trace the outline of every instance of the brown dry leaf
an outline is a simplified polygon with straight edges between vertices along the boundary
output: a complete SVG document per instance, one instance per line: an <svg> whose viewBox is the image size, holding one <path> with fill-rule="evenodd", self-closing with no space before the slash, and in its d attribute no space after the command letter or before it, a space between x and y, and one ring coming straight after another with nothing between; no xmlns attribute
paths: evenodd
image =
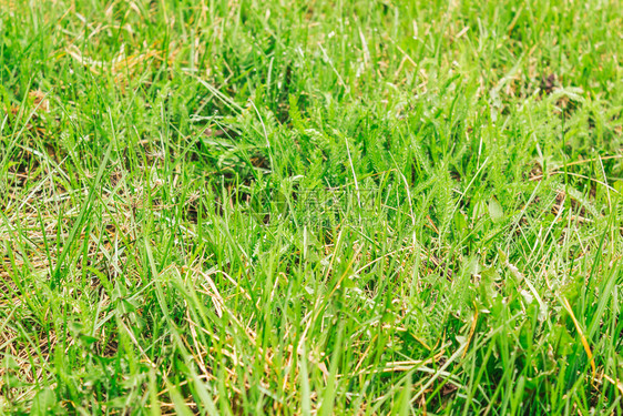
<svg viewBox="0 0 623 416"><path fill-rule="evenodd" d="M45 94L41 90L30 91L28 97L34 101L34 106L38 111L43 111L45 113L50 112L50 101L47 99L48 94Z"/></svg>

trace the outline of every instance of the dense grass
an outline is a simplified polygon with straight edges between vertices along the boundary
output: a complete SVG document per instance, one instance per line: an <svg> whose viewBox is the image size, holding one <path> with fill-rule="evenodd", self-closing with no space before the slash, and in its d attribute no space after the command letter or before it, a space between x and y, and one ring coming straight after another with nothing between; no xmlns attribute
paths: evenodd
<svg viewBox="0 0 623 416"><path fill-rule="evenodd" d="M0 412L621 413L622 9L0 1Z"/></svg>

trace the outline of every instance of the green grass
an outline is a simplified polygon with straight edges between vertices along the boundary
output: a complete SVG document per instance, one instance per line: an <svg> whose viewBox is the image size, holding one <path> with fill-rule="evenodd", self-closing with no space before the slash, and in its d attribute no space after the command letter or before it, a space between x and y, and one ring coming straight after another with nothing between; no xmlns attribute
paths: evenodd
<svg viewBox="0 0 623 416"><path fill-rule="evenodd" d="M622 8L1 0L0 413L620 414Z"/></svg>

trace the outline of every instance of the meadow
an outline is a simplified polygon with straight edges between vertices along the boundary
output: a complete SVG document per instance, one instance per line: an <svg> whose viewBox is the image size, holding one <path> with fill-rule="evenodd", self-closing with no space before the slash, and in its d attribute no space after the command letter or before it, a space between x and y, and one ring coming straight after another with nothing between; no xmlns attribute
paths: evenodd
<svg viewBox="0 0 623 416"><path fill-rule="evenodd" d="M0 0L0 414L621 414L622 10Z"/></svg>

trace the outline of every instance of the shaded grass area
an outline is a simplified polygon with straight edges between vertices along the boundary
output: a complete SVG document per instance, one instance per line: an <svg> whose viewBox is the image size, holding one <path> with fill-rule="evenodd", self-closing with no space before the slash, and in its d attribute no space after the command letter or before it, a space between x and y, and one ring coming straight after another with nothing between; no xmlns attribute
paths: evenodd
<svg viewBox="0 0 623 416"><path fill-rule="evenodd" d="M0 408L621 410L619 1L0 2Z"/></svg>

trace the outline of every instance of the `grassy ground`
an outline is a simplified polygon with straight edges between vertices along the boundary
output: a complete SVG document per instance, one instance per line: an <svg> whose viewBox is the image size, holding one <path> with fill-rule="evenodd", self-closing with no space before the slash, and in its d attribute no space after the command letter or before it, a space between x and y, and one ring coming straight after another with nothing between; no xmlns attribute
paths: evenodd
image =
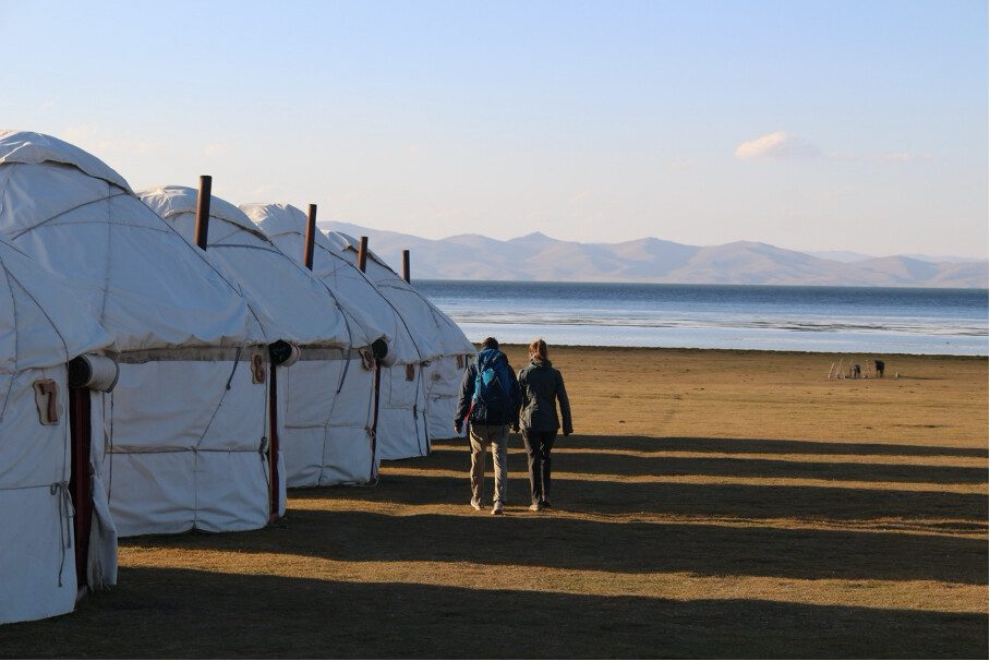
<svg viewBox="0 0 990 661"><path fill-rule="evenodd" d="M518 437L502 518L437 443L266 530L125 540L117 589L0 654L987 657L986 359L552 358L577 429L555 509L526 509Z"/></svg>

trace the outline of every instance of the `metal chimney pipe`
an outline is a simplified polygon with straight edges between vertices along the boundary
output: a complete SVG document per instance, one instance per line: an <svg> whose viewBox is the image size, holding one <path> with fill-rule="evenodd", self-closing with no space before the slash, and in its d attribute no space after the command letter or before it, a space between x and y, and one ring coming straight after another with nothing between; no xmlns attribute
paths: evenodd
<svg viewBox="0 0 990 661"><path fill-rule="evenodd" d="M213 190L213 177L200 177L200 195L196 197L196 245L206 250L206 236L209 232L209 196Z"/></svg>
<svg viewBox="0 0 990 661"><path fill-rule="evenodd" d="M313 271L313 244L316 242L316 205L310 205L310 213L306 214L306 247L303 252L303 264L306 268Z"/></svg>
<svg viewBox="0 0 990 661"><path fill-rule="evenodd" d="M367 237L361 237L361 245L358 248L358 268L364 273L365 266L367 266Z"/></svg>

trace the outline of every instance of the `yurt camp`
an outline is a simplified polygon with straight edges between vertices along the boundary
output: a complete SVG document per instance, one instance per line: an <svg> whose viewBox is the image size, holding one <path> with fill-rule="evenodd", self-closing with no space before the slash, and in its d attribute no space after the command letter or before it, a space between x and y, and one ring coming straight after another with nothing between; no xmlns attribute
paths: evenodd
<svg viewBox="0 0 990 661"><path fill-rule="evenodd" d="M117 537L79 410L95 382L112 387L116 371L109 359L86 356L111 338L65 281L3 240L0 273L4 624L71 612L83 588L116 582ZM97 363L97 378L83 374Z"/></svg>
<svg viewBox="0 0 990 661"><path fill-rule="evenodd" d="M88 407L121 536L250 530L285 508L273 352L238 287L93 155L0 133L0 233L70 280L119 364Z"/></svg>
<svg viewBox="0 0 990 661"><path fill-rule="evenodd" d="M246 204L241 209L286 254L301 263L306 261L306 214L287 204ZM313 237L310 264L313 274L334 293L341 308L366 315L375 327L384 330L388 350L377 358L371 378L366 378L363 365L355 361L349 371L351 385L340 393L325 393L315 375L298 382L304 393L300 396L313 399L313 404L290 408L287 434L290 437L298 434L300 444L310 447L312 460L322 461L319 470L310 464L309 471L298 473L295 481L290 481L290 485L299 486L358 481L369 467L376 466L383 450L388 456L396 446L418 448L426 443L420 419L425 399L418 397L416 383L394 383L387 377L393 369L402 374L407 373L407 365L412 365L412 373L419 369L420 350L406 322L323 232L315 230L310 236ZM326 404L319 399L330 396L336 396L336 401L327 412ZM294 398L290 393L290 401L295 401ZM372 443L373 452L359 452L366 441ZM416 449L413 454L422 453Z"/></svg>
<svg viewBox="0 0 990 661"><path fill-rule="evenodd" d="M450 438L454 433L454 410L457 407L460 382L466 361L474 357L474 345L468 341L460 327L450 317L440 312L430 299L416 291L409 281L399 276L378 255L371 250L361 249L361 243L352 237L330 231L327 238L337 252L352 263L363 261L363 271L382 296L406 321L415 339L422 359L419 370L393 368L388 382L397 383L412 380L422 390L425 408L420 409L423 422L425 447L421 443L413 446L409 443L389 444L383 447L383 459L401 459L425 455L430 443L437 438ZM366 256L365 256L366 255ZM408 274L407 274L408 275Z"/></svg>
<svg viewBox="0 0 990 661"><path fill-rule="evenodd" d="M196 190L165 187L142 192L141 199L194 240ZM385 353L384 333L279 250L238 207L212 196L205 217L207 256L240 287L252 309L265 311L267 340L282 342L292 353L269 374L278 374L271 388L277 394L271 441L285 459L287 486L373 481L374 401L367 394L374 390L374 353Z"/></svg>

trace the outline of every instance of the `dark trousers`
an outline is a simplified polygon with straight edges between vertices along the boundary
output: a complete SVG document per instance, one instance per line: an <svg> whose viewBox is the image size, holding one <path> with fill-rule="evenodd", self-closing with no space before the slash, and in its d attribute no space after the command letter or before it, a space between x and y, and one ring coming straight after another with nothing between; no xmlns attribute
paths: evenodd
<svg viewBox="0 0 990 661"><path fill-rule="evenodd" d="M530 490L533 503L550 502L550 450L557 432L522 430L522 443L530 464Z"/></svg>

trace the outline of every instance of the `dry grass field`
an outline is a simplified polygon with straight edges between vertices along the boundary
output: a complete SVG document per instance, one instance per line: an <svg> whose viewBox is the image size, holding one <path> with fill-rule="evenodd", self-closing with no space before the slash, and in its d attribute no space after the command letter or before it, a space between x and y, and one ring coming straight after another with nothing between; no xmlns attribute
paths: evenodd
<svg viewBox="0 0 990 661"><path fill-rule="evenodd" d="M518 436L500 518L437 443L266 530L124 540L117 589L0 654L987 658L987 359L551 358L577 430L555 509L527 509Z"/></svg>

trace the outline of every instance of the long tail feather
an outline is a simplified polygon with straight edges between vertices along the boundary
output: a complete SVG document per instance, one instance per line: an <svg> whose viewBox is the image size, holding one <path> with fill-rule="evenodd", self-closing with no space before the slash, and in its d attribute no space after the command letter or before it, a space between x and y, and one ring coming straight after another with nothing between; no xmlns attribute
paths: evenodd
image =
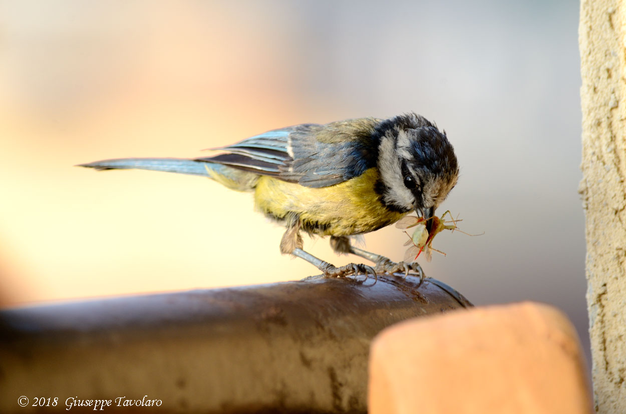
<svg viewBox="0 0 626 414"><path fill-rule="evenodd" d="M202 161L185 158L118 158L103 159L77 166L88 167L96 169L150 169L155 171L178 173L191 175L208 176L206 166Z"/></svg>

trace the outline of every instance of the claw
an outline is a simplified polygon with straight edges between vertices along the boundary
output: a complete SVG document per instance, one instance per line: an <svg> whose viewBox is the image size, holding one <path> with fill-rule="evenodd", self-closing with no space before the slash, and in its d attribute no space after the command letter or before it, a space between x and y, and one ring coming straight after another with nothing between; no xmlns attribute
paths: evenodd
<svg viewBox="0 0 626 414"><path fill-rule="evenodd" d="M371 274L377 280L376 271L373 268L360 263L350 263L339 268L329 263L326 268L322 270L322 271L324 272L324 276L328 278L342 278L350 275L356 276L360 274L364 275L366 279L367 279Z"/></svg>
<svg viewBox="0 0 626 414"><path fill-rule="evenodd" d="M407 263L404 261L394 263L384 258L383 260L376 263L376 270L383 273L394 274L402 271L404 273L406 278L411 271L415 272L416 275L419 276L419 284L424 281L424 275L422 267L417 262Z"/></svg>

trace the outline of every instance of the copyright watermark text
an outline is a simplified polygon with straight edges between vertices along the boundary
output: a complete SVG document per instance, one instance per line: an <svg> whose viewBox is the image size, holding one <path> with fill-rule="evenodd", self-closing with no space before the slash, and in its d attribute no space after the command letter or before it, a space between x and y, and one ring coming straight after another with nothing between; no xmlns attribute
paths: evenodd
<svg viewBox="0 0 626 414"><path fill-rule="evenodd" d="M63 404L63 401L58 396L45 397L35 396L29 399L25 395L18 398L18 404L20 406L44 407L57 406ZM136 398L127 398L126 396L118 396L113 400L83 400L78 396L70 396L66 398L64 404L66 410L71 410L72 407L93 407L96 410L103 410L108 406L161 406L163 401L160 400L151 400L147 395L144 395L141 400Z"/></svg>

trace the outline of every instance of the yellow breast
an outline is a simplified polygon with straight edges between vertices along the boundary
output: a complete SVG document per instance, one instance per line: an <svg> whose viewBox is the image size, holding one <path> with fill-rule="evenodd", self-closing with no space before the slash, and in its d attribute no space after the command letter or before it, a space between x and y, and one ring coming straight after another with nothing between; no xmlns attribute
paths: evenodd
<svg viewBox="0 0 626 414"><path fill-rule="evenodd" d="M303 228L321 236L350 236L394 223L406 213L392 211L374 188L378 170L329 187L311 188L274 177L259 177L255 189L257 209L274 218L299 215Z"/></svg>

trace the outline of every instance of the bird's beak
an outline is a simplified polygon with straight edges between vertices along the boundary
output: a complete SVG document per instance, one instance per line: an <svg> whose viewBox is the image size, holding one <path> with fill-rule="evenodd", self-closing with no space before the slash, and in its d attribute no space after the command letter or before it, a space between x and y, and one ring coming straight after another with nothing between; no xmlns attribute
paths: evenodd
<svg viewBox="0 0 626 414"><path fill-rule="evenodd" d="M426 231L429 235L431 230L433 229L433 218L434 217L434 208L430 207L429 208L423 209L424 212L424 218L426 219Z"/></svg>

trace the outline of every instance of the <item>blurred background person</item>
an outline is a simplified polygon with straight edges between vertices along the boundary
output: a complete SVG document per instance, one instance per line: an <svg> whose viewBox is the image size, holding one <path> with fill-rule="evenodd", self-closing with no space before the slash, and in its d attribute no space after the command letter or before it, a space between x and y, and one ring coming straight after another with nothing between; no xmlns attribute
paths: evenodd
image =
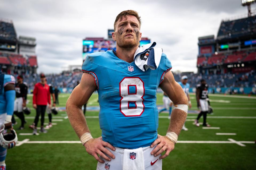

++++++

• [Do this]:
Can you print, character for character, the stretch of the entries from the line containing "trace the outline of every instance of the dense" through the line containing "0L0 414L621 414L622", with both of those lines included?

• [Response below]:
trace the outline of every instance of the dense grass
an outline is a simplified polygon with straight edges between vertices along the boundary
output: a complete SVG document per instance, one instance per line: an <svg> whose viewBox is the image size, holding one <path> with fill-rule="evenodd", self-closing with no space before the slash, and in its d attribute no space after the command letter or before it, a space between x and y, and one ring coming straight after another with nothing between; no xmlns attribute
paths: evenodd
<svg viewBox="0 0 623 416"><path fill-rule="evenodd" d="M0 412L621 413L622 9L0 1Z"/></svg>

trace the outline of every instance of the green grass
an outline is a simplified polygon with straight edges between vertices along the boundary
output: a complete SVG document per instance, one instance per line: an <svg> whose viewBox is the image size, holding one <path> with fill-rule="evenodd", self-closing with no space before the slash, and in its d attribute no space after the command letter or before it, a space between x and y, and one ring coming straight after another with nothing between; no xmlns attribute
paths: evenodd
<svg viewBox="0 0 623 416"><path fill-rule="evenodd" d="M622 8L1 0L0 413L620 414Z"/></svg>

trace the outline of every instance of the meadow
an outline is a simplified polygon with straight edges between vertices along the boundary
output: a complete SVG document per instance, one instance per line: an <svg> whose viewBox is the image size, holding one <path> with fill-rule="evenodd", self-closing with no space before the slash, and in its d attribute no space after the command letter or before it, a space between x and y, and one ring coming straight after another with nothing between; no xmlns attribute
paths: evenodd
<svg viewBox="0 0 623 416"><path fill-rule="evenodd" d="M0 0L0 414L621 414L622 10Z"/></svg>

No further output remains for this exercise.